§ Source extract
————————

Re-using old fields for some purpose other than their intention.

Typically, you see this with very old code or third-party platforms where you can't change the schema...or when the developer is just being lazy.

Zombie Fields

Code-based example:


INSERT INTO dbo.Address
(
	Line1,
	Line2,
	Line3,
	City,
	State,
	ZIPCode
)
VALUES
(
	@Line1,
	@Line2,
	@Region,	--Put region in Line 3
	@City,
	@State,
	@ZIPCode
);
						

Zombie Fields

Why this is an anti-pattern:

  1. Inherently counter-intuitive
  2. Makes data retrieval more difficult--usually not as cut-and-dried as a simple field replacement.
  3. Lose constraints

Zombie Fields

How to fix the anti-pattern:


ALTER TABLE dbo.Address ADD COLUMN Region VARCHAR(12) NULL;
UPDATE dbo.Address
SET Region = Line3,
	Line3 = NULL;
						

Use attributes for their intended purposes.

Keep up on changes. Database changes are more expensive than code changes, but this isn't the 1990s anymore--there are tools which can help you.

Zombie Fields

When it might not be an anti-pattern:

When you have no control over the schema: third-party software you use but the company went out of business.

Unconstrained Data

Description:

Tables with no:

  • Primary keys
  • Alternate keys
  • Foreign keys
  • Check constraints
  • Default constraints
  • Appropriate data types (i.e., VARCHAR(50) for everyone!)

Unconstrained Data

Code-based example:


CREATE TABLE A
(
    Column1 VARCHAR(50) NOT NULL,
    Column2 VARCHAR(50) NOT NULL,
    Column3 VARCHAR(50) NOT NULL,
    Column4 VARCHAR(50) NOT NULL
);
 
CREATE TABLE B
(
    Column2 VARCHAR(50) NOT NULL,
    ColumnA VARCHAR(50) NOT NULL,
    ColumnB VARCHAR(50) NOT NULL
);
 
CREATE TABLE C
(
    Column3 VARCHAR(50) NOT NULL,
    ColumnB VARCHAR(50) NOT NULL,
    ColumnZ VARCHAR(50) NOT NULL
);
						

Unconstrained Data

Why this is an anti-pattern:

Thinking about the code sample...

  • No primary keys → Could have duplicate rows, fouling up data integrity or analyses.
  • No alternate keys → Duplicate rows could creep in.
  • No foreign keys → Does A.Column2 join to B.Column2?
  • No check constraints → If B.ColumnB should be one of (1, 2, 3), we should control that.
  • No appropriate data types → B.ColumnB should be a tinyint.

————————

§ Given material
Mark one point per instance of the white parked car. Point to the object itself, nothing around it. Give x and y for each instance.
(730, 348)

————————

§ Problem set
1. In the database anti-patterns text, what data type should B.ColumnB be?
2. Continue the database anti-patterns text from its final line.

§ Answers
1. A tinyint.

2.
  • No default constraints → App needs to pass in everything.

Unconstrained Data

How to fix the anti-pattern:


CREATE TABLE A
(
    Column1 INT IDENTITY(1,1) NOT NULL,
    Column2 TINYINT NOT NULL,
    Column3 DECIMAL(9,2) NOT NULL,
    Column4 CHAR(12) NOT NULL
);
 
ALTER TABLE A ADD CONSTRAINT [PK_A] PRIMARY KEY CLUSTERED(Column1);
ALTER TABLE A ADD CONSTRAINT [UKC_A] UNIQUE(Column2, Column4);
ALTER TABLE A ADD CONSTRAINT [CK_Column3] CHECK (Column3 >= 0);
ALTER TABLE A ADD CONSTRAINT [CK_Column4] 
    CHECK (LEFT(Column4, 3) = 'RPT' AND RIGHT(Column4, 3) = 'USR');
 
CREATE TABLE B
(
    Column2 TINYINT NOT NULL,
    ColumnA SMALLINT NOT NULL,
    ColumnB VARCHAR(30) NOT NULL
);
 
ALTER TABLE B ADD CONSTRAINT [PK_B] 
    PRIMARY KEY CLUSTERED(Column2);
 
CREATE TABLE C
(
    Column3 VARCHAR(50) NOT NULL,
    ColumnB CHAR(2) NOT NULL,
    ColumnZ DATETIME2(0) NOT NULL
);
 
ALTER TABLE C ADD CONSTRAINT [PK_C] 
    PRIMARY KEY CLUSTERED(Column3, ColumnB);
ALTER TABLE C ADD CONSTRAINT [DF_ColumnZ] 
    DEFAULT(CURRENT_TIMESTAMP) FOR ColumnZ;
 
ALTER TABLE A ADD CONSTRAINT [FK_B_A] 
    FOREIGN KEY(Column2) REFERENCES [B](Column2);
						

Unconstrained Data

When it might not be an anti-pattern:

Throwing together a quick demo, perhaps...but probably not even then.

Lack Of Normalization

Description:

“Normalize until it hurts; denormalize until it works.”

The bad advice which launched (many more than) a thousand crappy databases.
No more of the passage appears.